• [Directive]
Give everything in the listing below, from the line containing "target: green grass" down through the line containing "338 271 L 339", as a JSON list of strings with one string per line, omitting blank lines. Include both end lines.

• [The records]
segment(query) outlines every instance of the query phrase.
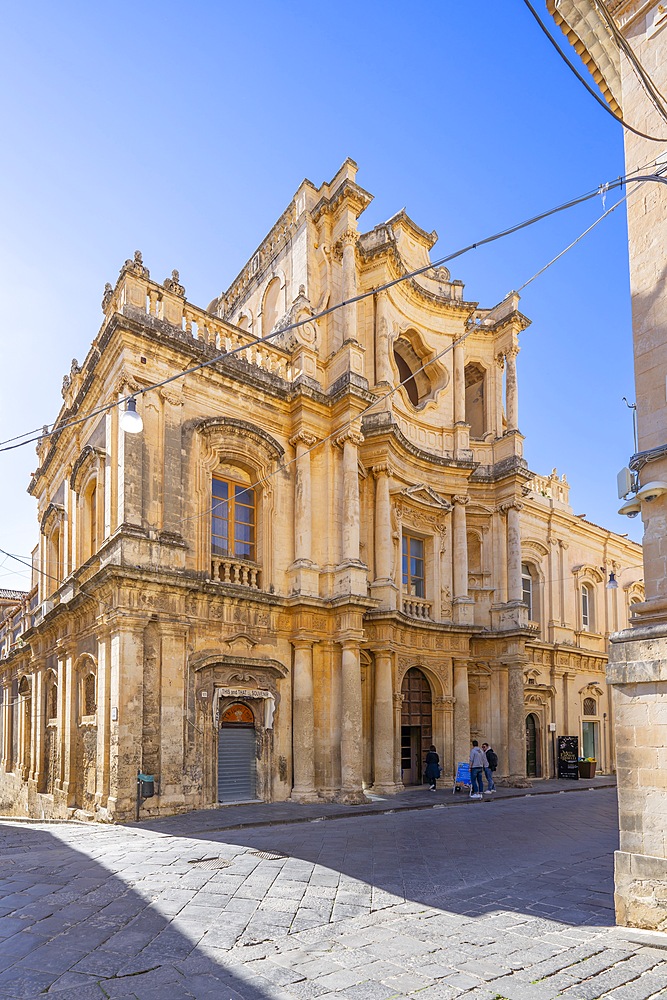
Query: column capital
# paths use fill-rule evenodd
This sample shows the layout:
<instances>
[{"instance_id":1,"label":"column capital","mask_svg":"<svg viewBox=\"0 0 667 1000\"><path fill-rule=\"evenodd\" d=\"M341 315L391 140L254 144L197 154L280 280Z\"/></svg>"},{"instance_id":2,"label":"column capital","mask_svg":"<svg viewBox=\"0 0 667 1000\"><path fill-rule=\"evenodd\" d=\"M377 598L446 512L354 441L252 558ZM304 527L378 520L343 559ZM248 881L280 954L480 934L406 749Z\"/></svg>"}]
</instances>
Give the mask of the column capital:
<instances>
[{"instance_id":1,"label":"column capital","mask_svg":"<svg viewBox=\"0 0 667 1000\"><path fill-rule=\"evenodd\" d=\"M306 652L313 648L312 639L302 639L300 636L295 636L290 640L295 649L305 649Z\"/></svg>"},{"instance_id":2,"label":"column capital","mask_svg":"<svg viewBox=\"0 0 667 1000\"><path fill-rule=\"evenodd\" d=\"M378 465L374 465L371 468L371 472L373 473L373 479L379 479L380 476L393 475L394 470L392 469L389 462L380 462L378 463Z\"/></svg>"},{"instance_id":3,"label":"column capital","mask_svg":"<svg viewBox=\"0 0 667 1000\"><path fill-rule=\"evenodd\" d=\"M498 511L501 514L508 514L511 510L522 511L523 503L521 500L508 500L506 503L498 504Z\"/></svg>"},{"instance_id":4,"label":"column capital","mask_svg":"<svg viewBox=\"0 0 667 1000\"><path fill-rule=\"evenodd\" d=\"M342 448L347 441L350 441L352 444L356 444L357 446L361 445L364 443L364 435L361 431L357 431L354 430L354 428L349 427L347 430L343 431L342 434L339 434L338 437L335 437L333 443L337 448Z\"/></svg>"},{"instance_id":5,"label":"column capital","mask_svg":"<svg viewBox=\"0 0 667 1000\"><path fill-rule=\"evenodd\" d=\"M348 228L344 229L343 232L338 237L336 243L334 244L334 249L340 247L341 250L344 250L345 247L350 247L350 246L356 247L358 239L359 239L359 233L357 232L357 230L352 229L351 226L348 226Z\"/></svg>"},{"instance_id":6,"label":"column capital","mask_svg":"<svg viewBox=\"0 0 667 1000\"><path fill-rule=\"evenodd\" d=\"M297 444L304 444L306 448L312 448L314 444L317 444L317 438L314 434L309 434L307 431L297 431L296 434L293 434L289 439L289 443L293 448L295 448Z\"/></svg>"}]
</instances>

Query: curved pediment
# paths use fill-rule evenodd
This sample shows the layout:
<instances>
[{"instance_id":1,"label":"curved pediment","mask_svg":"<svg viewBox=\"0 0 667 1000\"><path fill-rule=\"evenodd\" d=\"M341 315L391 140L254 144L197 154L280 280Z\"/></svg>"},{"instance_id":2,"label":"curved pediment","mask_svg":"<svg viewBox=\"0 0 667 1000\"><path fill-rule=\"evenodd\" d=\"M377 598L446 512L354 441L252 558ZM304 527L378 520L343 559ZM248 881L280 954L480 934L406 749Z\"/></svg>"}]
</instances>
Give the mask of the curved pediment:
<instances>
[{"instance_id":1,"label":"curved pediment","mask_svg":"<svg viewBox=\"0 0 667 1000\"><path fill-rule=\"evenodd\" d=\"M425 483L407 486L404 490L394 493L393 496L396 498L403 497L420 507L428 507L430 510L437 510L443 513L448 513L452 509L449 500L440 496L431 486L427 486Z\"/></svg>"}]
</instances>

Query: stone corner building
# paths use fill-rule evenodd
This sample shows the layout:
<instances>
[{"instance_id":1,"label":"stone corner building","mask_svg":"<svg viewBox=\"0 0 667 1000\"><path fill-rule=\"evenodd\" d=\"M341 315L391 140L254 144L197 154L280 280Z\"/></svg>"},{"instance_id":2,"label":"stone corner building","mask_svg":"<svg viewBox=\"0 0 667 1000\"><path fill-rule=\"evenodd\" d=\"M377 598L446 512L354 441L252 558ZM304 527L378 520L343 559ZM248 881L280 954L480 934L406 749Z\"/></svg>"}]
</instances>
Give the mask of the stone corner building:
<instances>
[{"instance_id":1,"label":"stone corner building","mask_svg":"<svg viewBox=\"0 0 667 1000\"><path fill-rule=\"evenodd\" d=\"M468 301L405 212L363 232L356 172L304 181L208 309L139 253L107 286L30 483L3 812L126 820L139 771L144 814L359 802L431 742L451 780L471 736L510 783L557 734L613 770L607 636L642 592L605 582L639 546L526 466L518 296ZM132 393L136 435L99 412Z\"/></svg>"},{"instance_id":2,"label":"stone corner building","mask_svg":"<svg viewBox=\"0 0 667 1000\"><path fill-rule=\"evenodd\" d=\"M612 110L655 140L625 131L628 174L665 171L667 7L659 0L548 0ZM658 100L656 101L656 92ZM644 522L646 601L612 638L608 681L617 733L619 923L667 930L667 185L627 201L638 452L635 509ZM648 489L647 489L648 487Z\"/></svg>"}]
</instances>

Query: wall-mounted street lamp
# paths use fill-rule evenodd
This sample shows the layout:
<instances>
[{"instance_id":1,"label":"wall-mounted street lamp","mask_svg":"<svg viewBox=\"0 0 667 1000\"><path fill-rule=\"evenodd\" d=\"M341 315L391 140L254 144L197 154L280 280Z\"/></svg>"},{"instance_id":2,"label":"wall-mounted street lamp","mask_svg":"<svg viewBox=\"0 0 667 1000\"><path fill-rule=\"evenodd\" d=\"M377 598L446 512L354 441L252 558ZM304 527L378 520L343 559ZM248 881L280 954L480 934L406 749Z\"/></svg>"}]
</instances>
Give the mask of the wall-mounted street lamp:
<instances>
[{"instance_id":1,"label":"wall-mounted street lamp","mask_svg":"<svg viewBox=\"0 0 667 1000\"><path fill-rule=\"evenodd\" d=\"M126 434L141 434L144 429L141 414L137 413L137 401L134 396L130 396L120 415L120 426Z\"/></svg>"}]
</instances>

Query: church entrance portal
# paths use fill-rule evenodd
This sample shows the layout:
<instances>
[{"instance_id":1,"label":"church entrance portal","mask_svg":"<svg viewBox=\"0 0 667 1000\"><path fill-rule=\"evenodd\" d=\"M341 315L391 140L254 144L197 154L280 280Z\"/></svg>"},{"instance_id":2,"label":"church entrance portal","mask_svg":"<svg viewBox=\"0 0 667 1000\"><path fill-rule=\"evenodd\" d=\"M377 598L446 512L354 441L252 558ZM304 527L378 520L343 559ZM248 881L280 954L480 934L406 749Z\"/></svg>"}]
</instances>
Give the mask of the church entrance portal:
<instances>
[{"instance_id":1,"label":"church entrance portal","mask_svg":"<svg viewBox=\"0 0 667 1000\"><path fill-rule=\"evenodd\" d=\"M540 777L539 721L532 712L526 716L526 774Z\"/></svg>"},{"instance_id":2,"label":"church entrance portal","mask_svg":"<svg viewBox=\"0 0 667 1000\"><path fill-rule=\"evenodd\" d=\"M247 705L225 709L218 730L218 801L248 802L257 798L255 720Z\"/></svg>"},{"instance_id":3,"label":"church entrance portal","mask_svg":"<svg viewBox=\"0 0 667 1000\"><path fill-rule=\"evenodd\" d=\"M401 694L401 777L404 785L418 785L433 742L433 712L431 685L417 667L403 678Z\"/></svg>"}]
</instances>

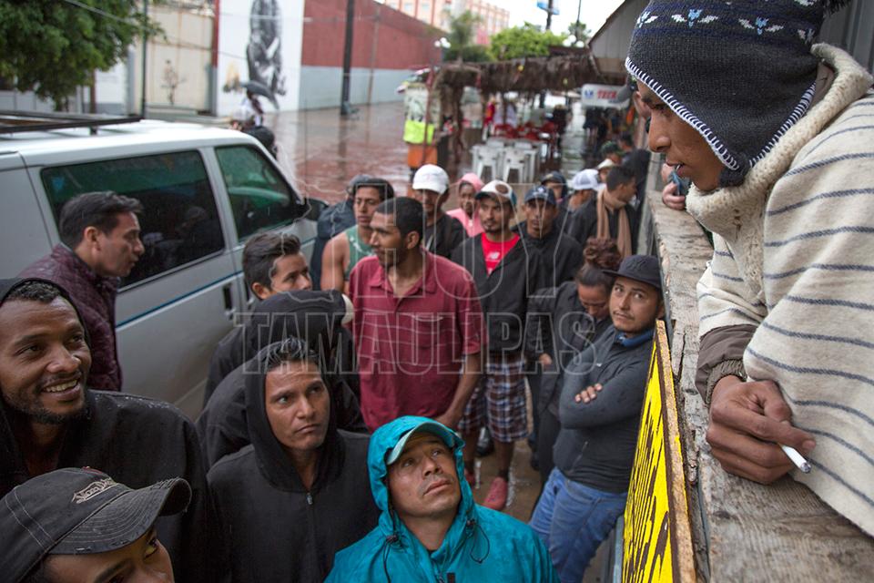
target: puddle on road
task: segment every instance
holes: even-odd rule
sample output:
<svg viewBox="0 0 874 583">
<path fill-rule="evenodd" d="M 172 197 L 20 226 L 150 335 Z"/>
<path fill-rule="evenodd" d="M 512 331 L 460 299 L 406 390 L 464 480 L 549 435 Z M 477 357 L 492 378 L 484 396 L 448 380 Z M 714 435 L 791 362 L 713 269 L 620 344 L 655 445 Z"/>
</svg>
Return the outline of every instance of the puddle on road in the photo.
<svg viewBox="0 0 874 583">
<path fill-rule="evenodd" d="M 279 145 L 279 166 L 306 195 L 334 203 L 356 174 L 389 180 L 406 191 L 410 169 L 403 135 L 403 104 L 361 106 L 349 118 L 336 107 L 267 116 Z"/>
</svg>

---

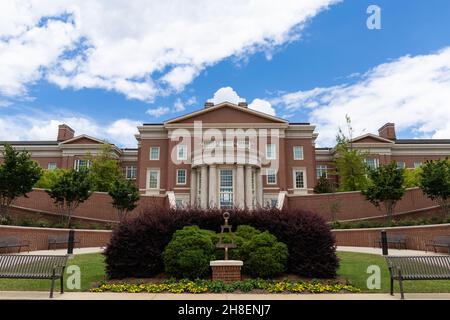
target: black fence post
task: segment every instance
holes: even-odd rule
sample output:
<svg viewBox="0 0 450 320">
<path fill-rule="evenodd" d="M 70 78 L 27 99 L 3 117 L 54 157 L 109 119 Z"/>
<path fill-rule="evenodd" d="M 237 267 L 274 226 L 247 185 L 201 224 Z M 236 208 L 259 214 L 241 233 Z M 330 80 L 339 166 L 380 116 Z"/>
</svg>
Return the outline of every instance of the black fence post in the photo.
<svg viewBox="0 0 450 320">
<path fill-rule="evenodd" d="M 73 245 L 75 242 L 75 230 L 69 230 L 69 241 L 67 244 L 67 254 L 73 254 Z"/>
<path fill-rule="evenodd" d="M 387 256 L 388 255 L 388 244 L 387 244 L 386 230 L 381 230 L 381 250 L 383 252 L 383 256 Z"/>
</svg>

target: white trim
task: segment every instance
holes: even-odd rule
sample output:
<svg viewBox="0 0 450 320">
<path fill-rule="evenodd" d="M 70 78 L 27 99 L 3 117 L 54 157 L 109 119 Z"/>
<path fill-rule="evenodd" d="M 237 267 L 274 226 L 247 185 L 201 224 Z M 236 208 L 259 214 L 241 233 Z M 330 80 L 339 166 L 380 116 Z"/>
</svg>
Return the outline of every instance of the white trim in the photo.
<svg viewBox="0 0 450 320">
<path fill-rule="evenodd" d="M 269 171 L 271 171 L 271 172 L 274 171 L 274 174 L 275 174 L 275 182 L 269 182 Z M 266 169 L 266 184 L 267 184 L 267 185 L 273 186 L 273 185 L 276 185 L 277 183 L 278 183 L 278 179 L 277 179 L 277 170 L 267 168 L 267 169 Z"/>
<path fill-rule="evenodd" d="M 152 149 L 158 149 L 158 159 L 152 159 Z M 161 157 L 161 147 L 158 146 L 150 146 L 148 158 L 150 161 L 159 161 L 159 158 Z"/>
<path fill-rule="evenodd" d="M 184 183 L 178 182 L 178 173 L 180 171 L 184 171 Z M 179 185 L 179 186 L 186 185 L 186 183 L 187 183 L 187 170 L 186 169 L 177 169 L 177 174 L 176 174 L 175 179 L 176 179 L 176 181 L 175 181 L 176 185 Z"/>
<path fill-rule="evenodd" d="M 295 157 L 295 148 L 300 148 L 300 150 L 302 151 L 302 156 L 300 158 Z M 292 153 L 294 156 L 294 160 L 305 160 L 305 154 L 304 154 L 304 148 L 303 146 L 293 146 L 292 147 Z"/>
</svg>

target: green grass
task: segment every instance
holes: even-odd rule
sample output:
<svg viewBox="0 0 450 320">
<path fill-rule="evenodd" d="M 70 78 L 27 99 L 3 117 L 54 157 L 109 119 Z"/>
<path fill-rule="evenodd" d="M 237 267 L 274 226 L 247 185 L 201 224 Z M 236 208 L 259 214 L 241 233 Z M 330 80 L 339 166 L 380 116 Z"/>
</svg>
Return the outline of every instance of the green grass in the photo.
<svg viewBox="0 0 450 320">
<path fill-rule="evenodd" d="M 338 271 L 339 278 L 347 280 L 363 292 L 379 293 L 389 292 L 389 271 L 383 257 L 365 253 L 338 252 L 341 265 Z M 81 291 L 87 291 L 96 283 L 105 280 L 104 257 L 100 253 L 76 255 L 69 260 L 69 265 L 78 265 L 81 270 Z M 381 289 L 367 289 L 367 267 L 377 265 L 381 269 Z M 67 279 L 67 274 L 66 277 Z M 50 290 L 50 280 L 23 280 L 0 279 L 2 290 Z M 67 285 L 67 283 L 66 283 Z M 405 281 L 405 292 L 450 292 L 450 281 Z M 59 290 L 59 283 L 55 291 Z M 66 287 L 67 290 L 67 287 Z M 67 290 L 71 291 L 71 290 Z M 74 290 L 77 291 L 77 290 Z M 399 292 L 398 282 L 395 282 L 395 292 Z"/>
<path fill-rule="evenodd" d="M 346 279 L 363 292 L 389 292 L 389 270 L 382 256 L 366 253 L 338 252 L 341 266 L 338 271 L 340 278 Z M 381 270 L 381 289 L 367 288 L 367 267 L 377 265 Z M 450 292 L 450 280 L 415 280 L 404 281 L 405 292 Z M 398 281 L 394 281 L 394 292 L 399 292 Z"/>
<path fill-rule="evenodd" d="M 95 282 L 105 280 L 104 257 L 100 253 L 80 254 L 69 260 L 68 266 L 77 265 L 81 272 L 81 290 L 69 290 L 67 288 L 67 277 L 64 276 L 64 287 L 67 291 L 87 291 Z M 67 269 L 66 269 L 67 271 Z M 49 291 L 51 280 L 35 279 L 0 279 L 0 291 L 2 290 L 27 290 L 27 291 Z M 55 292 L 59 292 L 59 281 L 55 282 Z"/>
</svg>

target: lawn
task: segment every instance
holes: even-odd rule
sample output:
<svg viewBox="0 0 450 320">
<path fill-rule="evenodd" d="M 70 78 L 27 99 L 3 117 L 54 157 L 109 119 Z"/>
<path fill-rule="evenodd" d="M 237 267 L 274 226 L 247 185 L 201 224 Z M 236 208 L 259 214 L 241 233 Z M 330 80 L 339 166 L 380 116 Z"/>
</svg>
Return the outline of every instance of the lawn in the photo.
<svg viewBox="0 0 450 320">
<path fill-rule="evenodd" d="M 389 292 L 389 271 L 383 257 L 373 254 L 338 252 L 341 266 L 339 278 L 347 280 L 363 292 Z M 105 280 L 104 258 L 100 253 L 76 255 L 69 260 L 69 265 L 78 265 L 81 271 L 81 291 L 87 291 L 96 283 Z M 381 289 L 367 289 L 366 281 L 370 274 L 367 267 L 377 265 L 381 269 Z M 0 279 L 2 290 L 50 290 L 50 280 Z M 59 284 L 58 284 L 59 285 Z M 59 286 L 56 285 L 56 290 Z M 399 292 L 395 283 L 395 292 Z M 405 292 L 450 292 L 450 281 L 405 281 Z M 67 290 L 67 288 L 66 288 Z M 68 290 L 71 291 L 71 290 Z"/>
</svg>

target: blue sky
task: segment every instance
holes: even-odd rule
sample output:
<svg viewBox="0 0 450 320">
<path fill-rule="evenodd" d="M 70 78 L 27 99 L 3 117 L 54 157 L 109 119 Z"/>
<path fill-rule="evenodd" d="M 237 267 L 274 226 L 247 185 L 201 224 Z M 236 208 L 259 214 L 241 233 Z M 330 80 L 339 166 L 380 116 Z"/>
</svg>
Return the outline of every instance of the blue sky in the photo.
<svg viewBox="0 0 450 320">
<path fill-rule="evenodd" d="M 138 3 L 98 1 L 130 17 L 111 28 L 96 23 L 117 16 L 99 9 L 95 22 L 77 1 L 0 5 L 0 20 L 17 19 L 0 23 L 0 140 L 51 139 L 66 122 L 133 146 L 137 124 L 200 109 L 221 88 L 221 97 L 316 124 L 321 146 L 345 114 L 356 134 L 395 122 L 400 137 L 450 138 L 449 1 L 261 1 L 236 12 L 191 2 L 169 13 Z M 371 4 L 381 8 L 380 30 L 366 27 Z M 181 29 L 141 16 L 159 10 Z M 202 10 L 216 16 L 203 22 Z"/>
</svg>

==

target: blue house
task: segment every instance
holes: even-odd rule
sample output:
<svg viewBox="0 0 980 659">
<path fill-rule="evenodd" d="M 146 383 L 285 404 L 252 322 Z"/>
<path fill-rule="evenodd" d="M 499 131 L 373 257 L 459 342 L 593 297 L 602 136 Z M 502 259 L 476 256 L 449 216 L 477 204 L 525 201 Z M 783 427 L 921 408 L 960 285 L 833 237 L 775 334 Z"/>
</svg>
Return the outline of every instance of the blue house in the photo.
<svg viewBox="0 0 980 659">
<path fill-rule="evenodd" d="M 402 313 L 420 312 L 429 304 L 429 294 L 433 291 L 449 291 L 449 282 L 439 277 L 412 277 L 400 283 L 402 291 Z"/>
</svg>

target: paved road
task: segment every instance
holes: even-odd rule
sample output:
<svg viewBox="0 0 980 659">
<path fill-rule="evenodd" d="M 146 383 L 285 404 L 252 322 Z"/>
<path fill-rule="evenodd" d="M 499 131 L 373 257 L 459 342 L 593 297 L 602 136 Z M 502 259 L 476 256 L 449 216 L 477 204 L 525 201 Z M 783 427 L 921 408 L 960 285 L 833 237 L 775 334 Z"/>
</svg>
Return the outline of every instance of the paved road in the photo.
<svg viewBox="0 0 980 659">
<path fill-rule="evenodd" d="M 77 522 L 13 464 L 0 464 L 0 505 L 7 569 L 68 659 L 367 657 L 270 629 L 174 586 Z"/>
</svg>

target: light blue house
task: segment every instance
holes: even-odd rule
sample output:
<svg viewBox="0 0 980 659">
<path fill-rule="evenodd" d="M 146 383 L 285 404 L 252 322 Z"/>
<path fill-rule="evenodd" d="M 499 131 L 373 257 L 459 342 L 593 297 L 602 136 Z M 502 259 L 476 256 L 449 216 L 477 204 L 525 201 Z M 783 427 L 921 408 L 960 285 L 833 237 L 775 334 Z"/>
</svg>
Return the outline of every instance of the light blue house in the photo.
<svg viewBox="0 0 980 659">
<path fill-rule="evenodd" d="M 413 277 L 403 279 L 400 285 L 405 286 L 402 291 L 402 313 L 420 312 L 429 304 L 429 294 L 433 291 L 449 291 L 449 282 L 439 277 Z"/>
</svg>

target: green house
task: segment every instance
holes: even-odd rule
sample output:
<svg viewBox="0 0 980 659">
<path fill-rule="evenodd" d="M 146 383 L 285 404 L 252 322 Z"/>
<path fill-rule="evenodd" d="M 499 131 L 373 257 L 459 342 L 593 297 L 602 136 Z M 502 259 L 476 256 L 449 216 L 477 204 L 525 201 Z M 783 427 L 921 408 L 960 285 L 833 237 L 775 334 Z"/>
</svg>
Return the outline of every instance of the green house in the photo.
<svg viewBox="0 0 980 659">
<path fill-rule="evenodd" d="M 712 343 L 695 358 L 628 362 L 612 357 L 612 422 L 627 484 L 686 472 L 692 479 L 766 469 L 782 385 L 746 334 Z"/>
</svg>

• [Response to this exercise]
[
  "target: green grass",
  "task: segment every instance",
  "holes: even-odd rule",
  "sample output:",
  "<svg viewBox=\"0 0 450 320\">",
  "<path fill-rule=\"evenodd\" d=\"M 70 78 L 27 99 L 3 117 L 54 157 L 109 119 Z\"/>",
  "<path fill-rule=\"evenodd\" d=\"M 237 267 L 274 226 L 247 185 L 201 224 Z M 236 208 L 259 214 L 241 233 Z M 330 80 L 339 166 L 380 116 Z\"/>",
  "</svg>",
  "Return the outline of every instance of the green grass in the photo.",
  "<svg viewBox=\"0 0 450 320\">",
  "<path fill-rule=\"evenodd\" d=\"M 338 271 L 339 278 L 347 280 L 363 292 L 379 293 L 389 292 L 389 271 L 383 257 L 365 253 L 338 252 L 341 265 Z M 81 291 L 87 291 L 96 283 L 105 280 L 104 257 L 100 253 L 76 255 L 69 260 L 69 265 L 78 265 L 81 270 Z M 381 289 L 367 289 L 367 267 L 377 265 L 381 269 Z M 67 279 L 67 274 L 66 277 Z M 50 290 L 50 280 L 23 280 L 0 279 L 2 290 Z M 67 285 L 67 283 L 66 283 Z M 405 281 L 405 292 L 450 292 L 450 281 Z M 59 290 L 59 283 L 55 291 Z M 66 287 L 67 290 L 67 287 Z M 67 290 L 71 291 L 71 290 Z M 74 290 L 77 291 L 77 290 Z M 399 292 L 398 282 L 395 282 L 395 292 Z\"/>"
]